> **WHAT THE TASK REQUIRES**: What are the lines, written out exactly, from the one containing "box: [597, 135, 630, 264]" to the end of the entries below? Include both ends and nothing more.

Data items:
────
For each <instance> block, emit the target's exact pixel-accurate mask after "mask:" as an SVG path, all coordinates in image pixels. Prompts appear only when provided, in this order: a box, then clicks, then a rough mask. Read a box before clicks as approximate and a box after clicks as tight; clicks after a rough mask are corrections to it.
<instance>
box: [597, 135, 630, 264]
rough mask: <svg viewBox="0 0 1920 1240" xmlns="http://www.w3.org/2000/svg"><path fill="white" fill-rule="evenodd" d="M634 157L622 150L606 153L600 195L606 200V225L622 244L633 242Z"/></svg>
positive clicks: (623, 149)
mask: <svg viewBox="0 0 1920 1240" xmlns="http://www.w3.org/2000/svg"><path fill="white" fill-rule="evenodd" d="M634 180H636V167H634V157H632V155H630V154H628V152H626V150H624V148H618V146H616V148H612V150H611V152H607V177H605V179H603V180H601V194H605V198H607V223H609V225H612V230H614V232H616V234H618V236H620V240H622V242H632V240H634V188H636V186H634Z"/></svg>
────
> **PROBLEM SOLUTION**:
box: [597, 135, 630, 264]
rough mask: <svg viewBox="0 0 1920 1240" xmlns="http://www.w3.org/2000/svg"><path fill="white" fill-rule="evenodd" d="M634 157L622 150L606 153L600 195L606 200V225L622 244L633 242Z"/></svg>
positive clicks: (623, 149)
mask: <svg viewBox="0 0 1920 1240" xmlns="http://www.w3.org/2000/svg"><path fill="white" fill-rule="evenodd" d="M634 180H636V167H634V157H632V155H630V154H628V152H626V150H624V148H618V146H616V148H612V150H611V152H607V177H605V179H603V180H601V194H605V198H607V223H609V225H612V230H614V232H616V234H618V236H620V240H622V242H632V240H634V188H636V186H634Z"/></svg>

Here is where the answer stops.